MATERIAL SHOWN Block Start

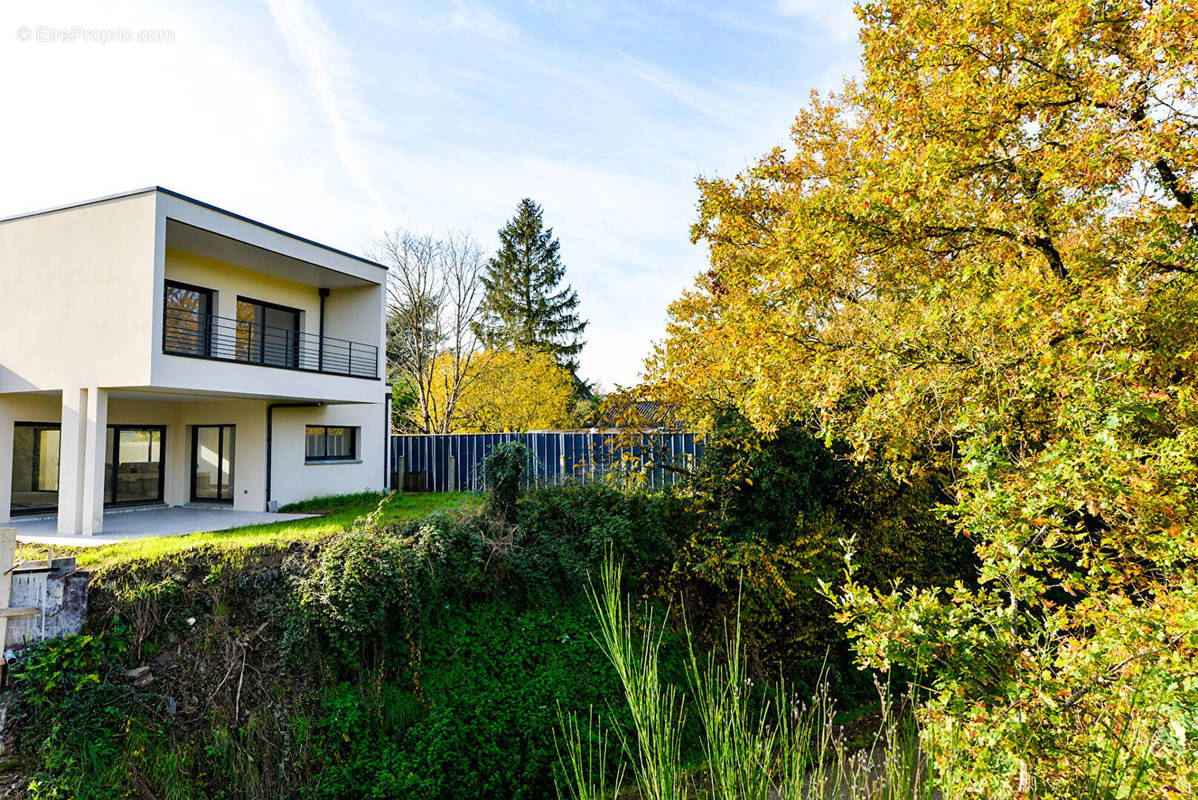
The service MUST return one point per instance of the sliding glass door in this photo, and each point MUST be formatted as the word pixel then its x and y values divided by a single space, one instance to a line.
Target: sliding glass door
pixel 212 453
pixel 267 333
pixel 133 473
pixel 35 467
pixel 133 470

MATERIAL SHOWN Block End

In your answer, print the entries above exactly, with the pictures left out.

The service MUST return one point per instance of the sliding glass door in this photo, and each point MUST be formatted as the word pixel then its x and y values divided by a single space, one instance to a line.
Target: sliding glass door
pixel 212 453
pixel 267 333
pixel 133 473
pixel 35 467
pixel 133 470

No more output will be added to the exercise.